- SELECTED EXCERPT -
══════

Although the Fed noted that the factors computing the score should be adjusted for economic growth, it also expressed some concern that doing so could make the capital surcharge procyclical. Namely, when nominal GDP falls, the scores would be adjusted upward and capital requirements would go up. To address this concern, we use the Congressional Budget Office’s estimate of potential nominal GDP rather than actual nominal GDP as our measure of economic activity. For instance, potential nominal GDP in the fourth quarter of 2019 was 26.6 percent higher than the average of its level in 2012 and 2013. Similarly, it was 22.3 percent higher at the end of 2018, and 17.4 percent higher at the end of 2017. Exhibit 3 displays the growth-adjusted aggregate Method 2 score since the fourth quarter of 2016.

══════

- PARTS OF THE EXERCISE -
A – According to the passage on adjusting the Fed's capital surcharge scores for economic growth, by what percentage did potential nominal GDP in the fourth quarter of 2019 exceed the average of its 2012 and 2013 levels?
B – Resume the passage on adjusting the Fed's capital surcharge scores for economic growth, starting after its final sentence.

══════

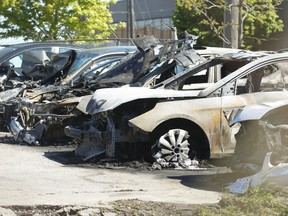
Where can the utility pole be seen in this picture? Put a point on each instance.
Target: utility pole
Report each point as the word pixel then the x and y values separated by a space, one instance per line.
pixel 232 23
pixel 130 19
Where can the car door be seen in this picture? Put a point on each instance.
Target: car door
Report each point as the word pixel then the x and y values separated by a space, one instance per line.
pixel 265 83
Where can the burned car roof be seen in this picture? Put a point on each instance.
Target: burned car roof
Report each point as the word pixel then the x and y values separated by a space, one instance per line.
pixel 105 99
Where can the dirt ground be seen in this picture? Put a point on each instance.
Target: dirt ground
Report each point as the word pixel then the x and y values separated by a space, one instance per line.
pixel 50 181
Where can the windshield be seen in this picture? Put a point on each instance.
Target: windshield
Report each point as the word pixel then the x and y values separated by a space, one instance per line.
pixel 5 51
pixel 80 60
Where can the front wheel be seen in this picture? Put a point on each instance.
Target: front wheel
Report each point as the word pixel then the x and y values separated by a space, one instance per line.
pixel 172 146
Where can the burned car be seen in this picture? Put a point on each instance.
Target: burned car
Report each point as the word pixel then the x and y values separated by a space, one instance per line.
pixel 183 116
pixel 18 60
pixel 67 68
pixel 263 128
pixel 37 114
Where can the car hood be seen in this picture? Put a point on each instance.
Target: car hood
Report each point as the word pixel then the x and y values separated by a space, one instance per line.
pixel 256 111
pixel 110 98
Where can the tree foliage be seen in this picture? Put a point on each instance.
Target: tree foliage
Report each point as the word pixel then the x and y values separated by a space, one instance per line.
pixel 55 19
pixel 259 19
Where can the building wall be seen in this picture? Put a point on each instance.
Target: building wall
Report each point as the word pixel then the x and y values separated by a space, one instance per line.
pixel 150 17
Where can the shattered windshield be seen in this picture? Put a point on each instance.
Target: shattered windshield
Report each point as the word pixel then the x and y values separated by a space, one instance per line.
pixel 5 51
pixel 80 60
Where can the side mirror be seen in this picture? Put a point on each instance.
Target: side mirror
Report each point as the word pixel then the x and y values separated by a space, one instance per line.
pixel 6 68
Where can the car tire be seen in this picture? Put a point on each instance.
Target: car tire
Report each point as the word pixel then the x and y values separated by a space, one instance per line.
pixel 175 145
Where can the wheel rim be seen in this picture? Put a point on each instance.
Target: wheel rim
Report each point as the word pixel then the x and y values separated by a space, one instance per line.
pixel 173 146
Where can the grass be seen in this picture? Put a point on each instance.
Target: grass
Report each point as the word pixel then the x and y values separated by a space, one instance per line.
pixel 258 201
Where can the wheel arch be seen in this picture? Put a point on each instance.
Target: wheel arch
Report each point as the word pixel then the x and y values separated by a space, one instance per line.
pixel 194 130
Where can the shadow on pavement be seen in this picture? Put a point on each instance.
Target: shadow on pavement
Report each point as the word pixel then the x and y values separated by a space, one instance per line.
pixel 213 182
pixel 63 157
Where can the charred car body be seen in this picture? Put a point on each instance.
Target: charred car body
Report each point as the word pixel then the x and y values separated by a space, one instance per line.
pixel 263 129
pixel 65 69
pixel 18 61
pixel 181 120
pixel 37 114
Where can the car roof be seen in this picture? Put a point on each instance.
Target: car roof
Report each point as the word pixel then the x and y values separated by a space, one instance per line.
pixel 109 49
pixel 254 65
pixel 18 48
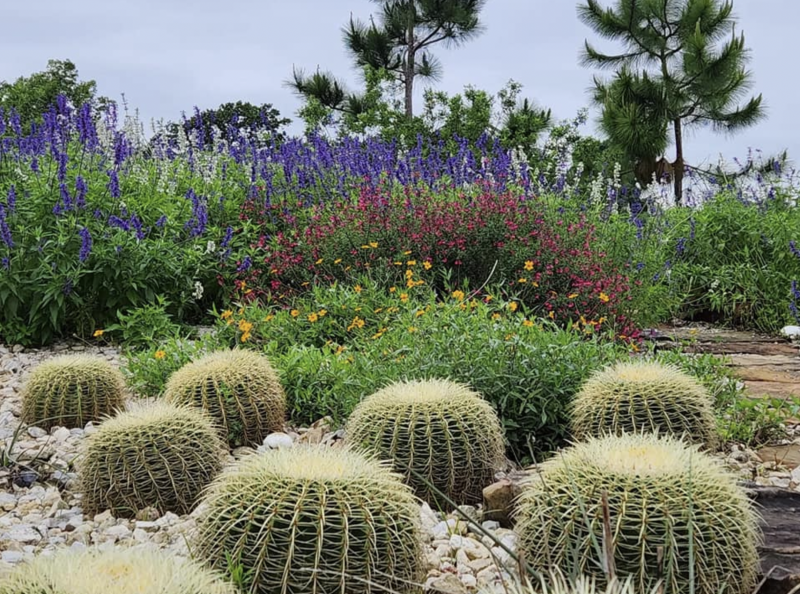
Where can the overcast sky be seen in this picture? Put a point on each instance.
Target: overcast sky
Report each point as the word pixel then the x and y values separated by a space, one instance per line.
pixel 167 56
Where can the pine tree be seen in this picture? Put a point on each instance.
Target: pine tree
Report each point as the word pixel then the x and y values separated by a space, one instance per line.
pixel 399 44
pixel 682 66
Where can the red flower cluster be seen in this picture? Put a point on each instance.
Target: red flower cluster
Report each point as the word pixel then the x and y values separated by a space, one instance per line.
pixel 550 264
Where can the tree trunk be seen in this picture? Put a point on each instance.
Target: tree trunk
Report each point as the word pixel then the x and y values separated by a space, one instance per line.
pixel 678 165
pixel 409 81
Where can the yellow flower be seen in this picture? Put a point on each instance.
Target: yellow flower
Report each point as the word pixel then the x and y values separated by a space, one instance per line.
pixel 356 323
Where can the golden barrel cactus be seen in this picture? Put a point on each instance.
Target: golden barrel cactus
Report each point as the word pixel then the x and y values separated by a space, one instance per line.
pixel 313 519
pixel 636 396
pixel 675 514
pixel 238 388
pixel 71 390
pixel 154 455
pixel 118 571
pixel 440 429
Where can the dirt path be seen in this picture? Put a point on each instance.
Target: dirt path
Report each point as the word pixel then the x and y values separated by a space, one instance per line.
pixel 769 366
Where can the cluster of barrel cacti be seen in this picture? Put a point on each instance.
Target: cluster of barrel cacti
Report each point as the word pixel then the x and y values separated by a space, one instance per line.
pixel 634 497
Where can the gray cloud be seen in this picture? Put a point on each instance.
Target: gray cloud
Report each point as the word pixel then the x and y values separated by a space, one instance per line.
pixel 168 56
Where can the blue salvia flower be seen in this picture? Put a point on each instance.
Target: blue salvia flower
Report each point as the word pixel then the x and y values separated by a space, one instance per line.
pixel 86 244
pixel 11 200
pixel 5 232
pixel 80 192
pixel 115 221
pixel 113 183
pixel 199 219
pixel 228 235
pixel 245 265
pixel 137 225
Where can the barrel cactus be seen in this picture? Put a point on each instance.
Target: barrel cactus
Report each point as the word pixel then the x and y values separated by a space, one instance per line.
pixel 238 388
pixel 71 390
pixel 440 429
pixel 647 396
pixel 675 515
pixel 154 455
pixel 312 519
pixel 117 571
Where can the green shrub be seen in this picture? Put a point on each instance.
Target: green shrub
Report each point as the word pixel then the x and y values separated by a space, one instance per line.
pixel 313 519
pixel 153 455
pixel 117 571
pixel 239 389
pixel 436 428
pixel 644 395
pixel 675 514
pixel 70 391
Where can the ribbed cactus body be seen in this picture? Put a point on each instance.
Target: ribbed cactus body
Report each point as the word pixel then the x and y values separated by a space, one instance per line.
pixel 440 429
pixel 239 389
pixel 71 390
pixel 673 511
pixel 154 455
pixel 116 571
pixel 313 519
pixel 647 396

══════

- RESPONSES -
A – 26.6 percent.

B –
As of the third quarter of 2020, the growth-adjusted aggregate Method 2 score would have declined by more than 600 points, or 15 percent. Making the growth adjustment to the Method 2 score would then more than offset the increase in scores due to the COVID-19 expansion. Therefore, simply applying the growth adjustment to Method 2 scores would eliminate the need for GSIBs to reduce certain activities in 2021. This would also ensure that the largest banks could deploy the maximum amount of capital to support the economic recovery. In addition, Exhibit 3 also shows a downward trend in the adjusted Method 2 score, which implies that, controlling for economic growth, the systemic footprint of U.S. GSIBs has declined over the past four years.

An alternative approach would be to directly adjust the Method 2 score of the reference bank. The Federal Reserve has calibrated the GSIB surcharge using the so called “expected impact” framework, which equates the expected loss from a GSIB’s failure to the expected loss of a non-GSIB reference bank. Under those assumptions, the higher the score of the non-GSIB reference bank, the lower the GSIB surcharge. Since the score of a large non-GSIB bank has also increased over the last few years, simply updating the score of the reference bank would also yield a reduction in GSIB scores similar to the one obtained by adjusting the Method 2 score coefficients for economic growth.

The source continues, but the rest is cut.